-------- Record excerpts --------

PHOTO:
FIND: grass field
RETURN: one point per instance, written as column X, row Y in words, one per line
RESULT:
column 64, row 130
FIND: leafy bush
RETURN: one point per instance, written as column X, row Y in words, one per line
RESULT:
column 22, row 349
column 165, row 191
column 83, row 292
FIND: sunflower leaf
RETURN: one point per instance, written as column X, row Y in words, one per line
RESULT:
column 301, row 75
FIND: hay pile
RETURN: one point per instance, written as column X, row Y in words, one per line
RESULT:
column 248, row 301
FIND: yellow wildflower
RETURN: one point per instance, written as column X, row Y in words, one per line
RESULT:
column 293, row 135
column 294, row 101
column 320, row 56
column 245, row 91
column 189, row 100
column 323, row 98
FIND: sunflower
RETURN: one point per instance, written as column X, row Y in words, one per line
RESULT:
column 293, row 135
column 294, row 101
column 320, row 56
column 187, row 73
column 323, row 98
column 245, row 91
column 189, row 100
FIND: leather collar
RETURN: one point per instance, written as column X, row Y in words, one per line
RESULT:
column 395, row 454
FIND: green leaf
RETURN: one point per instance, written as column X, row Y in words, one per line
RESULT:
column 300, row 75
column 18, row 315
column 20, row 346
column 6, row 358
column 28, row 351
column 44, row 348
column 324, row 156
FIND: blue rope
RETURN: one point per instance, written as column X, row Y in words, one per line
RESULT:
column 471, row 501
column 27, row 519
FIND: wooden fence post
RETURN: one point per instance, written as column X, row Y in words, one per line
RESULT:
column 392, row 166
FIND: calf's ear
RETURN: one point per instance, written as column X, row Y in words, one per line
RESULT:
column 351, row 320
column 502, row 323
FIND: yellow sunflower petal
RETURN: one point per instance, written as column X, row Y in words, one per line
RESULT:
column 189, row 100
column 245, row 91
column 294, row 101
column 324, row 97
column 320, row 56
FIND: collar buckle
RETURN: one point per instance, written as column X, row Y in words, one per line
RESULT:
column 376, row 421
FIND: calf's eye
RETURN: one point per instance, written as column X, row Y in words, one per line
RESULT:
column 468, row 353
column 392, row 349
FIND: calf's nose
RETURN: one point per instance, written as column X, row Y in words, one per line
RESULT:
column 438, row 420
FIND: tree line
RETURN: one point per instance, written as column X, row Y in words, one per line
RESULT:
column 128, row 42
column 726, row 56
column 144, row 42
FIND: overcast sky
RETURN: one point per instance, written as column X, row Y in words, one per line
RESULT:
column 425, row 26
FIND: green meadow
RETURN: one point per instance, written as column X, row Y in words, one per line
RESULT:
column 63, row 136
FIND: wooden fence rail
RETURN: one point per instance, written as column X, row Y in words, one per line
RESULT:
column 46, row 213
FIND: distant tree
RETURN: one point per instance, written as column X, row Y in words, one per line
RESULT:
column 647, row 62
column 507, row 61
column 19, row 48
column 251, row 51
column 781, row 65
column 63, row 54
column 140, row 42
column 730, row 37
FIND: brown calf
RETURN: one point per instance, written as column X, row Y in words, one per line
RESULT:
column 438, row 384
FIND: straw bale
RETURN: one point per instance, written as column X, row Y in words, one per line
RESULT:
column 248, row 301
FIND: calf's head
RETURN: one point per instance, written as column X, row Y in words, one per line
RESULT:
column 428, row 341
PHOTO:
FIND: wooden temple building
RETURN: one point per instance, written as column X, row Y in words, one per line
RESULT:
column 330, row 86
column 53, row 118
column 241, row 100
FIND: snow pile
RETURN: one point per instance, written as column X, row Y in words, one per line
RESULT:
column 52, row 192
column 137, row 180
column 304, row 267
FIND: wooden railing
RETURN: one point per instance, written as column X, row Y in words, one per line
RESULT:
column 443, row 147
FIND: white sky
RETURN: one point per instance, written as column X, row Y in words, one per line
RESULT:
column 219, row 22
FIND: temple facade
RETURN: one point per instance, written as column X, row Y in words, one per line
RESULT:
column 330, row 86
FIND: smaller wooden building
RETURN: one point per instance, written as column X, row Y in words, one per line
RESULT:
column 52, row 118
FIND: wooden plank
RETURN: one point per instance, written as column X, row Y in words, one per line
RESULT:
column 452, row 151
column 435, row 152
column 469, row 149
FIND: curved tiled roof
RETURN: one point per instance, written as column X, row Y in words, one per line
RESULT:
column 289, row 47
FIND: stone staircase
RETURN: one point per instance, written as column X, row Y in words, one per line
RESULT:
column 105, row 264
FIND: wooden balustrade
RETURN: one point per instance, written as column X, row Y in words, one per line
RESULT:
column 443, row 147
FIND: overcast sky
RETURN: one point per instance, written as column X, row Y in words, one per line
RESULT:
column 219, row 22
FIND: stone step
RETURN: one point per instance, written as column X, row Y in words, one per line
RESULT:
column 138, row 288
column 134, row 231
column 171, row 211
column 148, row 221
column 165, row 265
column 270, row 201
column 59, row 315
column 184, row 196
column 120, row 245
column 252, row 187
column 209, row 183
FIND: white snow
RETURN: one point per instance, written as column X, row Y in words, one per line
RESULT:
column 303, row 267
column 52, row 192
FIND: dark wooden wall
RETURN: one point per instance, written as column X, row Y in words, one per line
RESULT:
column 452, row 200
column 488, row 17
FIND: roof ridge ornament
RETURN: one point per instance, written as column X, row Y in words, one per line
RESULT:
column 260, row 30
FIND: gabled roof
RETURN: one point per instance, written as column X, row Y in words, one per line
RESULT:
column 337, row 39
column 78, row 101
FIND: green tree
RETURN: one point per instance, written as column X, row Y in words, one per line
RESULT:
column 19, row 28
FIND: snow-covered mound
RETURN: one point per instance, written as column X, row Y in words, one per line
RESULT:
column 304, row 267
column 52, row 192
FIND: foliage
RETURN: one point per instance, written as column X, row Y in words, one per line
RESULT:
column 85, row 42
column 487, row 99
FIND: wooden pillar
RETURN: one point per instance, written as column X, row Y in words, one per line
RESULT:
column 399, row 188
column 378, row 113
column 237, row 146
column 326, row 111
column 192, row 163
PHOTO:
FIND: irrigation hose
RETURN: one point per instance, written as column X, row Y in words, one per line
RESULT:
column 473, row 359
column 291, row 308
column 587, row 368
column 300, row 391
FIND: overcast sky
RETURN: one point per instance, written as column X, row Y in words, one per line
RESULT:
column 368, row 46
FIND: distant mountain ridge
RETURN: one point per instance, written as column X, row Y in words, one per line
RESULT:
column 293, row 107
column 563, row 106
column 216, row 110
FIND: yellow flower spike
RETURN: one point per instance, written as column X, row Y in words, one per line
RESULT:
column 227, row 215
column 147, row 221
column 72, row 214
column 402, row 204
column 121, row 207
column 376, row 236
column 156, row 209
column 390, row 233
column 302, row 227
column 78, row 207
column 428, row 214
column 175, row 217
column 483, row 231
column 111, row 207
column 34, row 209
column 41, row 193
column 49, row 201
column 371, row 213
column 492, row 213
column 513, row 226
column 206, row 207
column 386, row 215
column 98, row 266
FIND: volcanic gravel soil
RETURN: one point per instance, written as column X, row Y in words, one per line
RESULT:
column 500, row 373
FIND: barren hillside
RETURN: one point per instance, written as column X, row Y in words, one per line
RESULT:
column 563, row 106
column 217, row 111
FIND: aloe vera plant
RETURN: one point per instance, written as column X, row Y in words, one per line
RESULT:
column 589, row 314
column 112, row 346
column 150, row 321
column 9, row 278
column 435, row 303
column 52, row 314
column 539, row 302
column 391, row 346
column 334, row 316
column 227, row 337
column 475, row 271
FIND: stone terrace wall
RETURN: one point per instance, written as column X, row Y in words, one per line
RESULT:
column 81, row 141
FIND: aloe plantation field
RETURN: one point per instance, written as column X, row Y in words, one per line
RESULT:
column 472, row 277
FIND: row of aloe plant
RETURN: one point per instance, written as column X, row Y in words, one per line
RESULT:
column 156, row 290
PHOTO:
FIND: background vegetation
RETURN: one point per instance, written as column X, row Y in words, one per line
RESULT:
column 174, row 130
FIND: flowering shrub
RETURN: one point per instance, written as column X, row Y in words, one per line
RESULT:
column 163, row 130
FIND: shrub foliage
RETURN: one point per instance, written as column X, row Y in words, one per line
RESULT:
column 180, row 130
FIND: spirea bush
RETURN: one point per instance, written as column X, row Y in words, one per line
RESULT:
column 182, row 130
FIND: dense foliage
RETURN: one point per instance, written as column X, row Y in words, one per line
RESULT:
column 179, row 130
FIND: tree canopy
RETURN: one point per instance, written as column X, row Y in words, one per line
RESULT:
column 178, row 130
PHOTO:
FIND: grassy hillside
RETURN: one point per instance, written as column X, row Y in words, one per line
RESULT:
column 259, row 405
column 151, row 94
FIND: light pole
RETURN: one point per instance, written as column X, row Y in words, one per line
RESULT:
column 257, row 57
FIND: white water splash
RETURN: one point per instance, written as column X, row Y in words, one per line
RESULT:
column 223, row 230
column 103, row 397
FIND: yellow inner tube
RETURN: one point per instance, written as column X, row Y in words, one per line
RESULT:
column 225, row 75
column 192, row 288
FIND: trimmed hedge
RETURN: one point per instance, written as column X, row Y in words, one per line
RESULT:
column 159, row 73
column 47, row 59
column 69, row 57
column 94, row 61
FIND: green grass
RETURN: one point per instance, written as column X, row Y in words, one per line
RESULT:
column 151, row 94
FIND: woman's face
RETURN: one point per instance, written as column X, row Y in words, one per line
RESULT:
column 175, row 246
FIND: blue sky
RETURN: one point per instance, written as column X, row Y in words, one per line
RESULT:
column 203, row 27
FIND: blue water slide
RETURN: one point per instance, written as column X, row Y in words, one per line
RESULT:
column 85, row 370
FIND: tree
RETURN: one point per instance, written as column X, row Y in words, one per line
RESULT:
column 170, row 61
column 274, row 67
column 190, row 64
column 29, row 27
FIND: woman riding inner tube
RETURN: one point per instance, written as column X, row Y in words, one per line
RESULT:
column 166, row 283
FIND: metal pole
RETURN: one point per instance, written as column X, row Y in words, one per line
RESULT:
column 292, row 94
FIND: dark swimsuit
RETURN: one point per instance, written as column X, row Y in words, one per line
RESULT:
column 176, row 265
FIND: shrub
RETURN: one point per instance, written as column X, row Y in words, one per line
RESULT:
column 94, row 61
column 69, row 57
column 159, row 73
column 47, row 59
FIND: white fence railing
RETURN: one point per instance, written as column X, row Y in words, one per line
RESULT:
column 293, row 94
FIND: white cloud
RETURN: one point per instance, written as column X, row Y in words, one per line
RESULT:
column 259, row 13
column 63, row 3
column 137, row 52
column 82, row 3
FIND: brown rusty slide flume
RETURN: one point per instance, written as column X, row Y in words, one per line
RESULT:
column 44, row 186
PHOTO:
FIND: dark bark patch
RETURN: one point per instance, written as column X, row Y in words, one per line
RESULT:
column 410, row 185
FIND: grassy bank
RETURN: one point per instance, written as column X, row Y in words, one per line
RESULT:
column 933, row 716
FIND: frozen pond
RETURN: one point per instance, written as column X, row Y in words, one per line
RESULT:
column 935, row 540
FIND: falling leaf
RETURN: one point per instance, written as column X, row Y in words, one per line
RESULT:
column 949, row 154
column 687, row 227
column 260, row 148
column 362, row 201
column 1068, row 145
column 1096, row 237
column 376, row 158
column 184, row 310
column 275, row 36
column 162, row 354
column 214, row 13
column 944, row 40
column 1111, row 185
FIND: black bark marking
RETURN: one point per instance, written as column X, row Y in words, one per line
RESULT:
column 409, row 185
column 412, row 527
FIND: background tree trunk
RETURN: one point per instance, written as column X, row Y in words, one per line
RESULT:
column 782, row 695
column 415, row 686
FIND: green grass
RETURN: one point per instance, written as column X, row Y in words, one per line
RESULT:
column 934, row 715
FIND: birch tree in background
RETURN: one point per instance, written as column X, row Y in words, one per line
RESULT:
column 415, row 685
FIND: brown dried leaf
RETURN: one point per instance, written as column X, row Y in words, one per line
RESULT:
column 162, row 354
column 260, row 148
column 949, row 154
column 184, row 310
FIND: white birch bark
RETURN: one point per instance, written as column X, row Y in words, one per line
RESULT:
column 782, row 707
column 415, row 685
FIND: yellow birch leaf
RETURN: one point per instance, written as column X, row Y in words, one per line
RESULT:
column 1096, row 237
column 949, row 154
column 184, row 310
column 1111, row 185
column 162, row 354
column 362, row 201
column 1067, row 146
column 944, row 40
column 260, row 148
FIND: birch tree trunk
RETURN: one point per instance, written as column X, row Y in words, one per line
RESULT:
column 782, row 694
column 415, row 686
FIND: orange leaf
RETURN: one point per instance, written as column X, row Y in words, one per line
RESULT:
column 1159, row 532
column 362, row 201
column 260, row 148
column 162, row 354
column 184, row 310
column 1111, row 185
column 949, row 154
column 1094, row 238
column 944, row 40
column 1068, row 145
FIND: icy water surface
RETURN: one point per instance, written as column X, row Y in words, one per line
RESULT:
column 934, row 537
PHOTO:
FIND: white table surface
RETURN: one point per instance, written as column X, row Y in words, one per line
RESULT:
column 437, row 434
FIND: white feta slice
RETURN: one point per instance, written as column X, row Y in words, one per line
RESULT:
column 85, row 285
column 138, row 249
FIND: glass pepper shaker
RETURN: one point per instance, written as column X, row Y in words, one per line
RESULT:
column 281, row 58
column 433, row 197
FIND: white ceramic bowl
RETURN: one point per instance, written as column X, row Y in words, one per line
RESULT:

--------

(Given request): Copy the stretch of the material above that opens with the line containing "FIND: green leaf" and closes with the line containing "column 27, row 519", with both of those lines included and every line unchanged.

(Right answer):
FIND: green leaf
RETURN: one point per instance, written as column X, row Y in words, one per line
RESULT:
column 300, row 75
column 18, row 315
column 20, row 346
column 6, row 358
column 28, row 351
column 44, row 348
column 324, row 156
FIND: blue rope
RETURN: one point per instance, written as column X, row Y in words, one per line
RESULT:
column 471, row 501
column 27, row 519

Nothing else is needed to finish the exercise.